# Exercise aim:
Would you please copy each line of the listing that mentions "stem"?

# Information given:
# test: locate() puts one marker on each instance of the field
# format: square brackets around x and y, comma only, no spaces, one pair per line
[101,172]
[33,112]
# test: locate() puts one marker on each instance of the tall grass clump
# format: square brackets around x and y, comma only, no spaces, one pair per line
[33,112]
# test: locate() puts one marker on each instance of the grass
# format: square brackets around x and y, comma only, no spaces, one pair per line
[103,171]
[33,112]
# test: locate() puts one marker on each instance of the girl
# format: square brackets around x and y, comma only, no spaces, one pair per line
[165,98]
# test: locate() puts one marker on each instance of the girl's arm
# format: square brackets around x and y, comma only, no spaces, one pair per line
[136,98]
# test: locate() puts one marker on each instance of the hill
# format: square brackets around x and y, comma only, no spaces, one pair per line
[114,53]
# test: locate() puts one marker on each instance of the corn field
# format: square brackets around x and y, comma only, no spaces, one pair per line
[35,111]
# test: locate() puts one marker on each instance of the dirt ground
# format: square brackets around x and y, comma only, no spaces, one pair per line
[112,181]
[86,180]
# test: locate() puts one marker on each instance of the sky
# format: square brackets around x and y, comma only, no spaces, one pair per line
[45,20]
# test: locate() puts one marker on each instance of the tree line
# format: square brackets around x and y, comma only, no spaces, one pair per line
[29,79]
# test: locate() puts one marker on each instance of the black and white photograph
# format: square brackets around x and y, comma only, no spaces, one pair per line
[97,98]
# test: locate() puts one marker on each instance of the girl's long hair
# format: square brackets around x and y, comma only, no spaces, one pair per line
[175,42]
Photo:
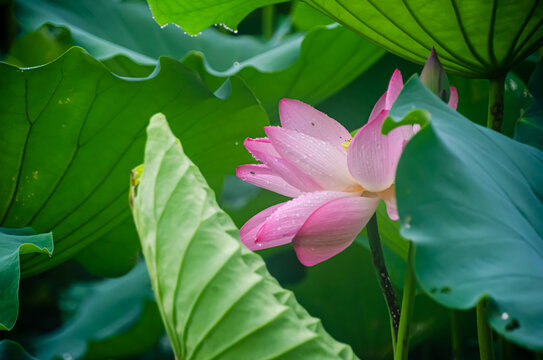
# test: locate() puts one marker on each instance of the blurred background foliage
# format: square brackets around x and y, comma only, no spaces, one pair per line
[72,312]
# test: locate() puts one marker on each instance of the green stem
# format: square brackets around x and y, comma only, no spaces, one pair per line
[456,337]
[484,333]
[505,348]
[495,103]
[393,335]
[268,13]
[382,274]
[408,302]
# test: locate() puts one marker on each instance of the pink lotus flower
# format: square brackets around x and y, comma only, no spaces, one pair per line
[335,191]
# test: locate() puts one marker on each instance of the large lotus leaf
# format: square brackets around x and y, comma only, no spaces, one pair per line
[10,350]
[110,27]
[471,199]
[472,38]
[307,66]
[530,128]
[14,242]
[323,68]
[71,131]
[216,298]
[115,318]
[40,46]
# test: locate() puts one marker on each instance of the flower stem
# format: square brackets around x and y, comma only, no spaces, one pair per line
[382,274]
[496,103]
[484,333]
[268,13]
[456,337]
[408,302]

# Reply:
# test: locate() puts one marker on each instance of the green stem
# test: locate() puts one marker on each instance of the flower stem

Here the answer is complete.